---------- Data supplied ----------
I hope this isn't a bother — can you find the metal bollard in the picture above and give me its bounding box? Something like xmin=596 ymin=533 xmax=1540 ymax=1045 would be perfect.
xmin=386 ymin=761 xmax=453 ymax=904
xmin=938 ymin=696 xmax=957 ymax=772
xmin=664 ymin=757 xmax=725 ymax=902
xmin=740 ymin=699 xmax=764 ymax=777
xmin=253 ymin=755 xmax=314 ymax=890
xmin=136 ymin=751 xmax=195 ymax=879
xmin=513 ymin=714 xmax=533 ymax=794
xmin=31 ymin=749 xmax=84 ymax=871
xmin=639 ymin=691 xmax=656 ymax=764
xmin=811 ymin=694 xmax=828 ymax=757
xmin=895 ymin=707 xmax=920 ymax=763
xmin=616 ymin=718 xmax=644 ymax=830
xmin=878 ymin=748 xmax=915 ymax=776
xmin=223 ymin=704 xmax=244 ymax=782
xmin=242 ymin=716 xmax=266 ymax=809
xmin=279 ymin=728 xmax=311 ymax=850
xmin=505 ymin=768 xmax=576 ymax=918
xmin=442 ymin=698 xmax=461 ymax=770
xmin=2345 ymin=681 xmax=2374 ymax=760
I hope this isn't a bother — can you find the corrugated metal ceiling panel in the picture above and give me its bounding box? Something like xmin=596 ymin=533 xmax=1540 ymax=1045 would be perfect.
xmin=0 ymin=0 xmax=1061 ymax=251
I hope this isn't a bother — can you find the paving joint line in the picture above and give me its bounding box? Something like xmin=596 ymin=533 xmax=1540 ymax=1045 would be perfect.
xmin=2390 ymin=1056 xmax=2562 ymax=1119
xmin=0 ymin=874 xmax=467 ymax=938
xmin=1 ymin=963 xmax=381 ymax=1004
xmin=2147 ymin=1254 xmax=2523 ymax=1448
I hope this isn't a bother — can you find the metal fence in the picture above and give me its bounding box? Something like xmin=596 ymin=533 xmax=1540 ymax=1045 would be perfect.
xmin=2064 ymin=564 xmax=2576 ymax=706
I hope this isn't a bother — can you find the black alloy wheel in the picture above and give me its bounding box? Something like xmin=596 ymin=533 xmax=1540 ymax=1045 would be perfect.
----------
---------- Data supplied ----------
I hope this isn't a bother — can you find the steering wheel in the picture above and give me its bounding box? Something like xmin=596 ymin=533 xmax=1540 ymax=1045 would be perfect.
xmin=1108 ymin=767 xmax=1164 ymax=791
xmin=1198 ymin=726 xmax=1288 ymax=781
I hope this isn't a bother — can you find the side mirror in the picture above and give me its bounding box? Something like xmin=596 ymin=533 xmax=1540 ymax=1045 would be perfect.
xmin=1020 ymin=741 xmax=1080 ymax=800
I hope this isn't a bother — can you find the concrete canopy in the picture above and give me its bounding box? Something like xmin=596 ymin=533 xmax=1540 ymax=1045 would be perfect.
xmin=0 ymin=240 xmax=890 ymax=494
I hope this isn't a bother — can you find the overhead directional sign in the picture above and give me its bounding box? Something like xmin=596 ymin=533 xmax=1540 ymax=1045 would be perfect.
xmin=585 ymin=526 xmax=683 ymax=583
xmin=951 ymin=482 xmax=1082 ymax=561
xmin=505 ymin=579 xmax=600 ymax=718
----------
What you give back should be only the lines of the records above, starting at the line with "find the paving" and ending at the line with "find the black", restated word for word.

Answer box >>
I hope this isn't a bother — can you find the paving joint line in the picture above and give me its bounding box? Something like xmin=596 ymin=533 xmax=1540 ymax=1045 would be perfect.
xmin=2390 ymin=1056 xmax=2562 ymax=1119
xmin=0 ymin=874 xmax=467 ymax=938
xmin=1 ymin=963 xmax=381 ymax=1004
xmin=2147 ymin=1254 xmax=2523 ymax=1448
I hope this isn't a bother — can you find the metal fence in the picture above and give me its bounding box? Something like xmin=596 ymin=533 xmax=1540 ymax=1045 would be perfect.
xmin=2064 ymin=564 xmax=2576 ymax=706
I hope this isn't a bother — can you find the black alloy wheel in the picture above and give me its bounding box? Something like xmin=596 ymin=533 xmax=1540 ymax=1045 would be perfect.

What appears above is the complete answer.